* START EXTRACTED RECORDS *

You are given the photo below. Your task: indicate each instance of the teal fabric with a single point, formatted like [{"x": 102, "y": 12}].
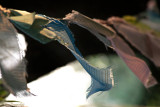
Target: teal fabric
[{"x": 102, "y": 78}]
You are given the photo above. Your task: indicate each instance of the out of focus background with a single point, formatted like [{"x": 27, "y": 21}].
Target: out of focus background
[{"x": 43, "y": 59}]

* END EXTRACTED RECORDS *
* START EXTRACTED RECORDS *

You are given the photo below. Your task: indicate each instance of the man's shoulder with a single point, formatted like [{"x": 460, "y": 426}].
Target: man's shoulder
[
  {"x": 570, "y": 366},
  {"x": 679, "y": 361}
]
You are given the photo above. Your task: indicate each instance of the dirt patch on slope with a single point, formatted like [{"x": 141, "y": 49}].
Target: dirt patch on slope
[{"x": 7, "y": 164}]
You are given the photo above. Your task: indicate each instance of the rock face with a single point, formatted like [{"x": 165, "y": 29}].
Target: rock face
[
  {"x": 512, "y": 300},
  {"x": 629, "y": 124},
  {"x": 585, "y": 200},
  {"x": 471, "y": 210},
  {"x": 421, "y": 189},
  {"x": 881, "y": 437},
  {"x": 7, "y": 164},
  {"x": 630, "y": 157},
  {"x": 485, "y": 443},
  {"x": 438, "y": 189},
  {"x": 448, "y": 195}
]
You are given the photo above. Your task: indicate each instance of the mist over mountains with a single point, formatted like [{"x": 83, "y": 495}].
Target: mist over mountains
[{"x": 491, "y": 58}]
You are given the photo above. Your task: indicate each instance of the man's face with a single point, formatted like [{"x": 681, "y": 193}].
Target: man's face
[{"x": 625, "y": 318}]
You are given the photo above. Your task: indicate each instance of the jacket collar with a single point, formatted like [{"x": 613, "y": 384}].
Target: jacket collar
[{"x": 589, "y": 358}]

* END EXTRACTED RECORDS *

PROBLEM: Pick out every line in the items above that contains the string "slope". Case counts.

OUTPUT FOR THIS EXERCISE:
You are given the photo above. Your task: indicate each instance of the dirt patch on slope with a single point, formatted like [{"x": 141, "y": 49}].
Target: dirt patch on slope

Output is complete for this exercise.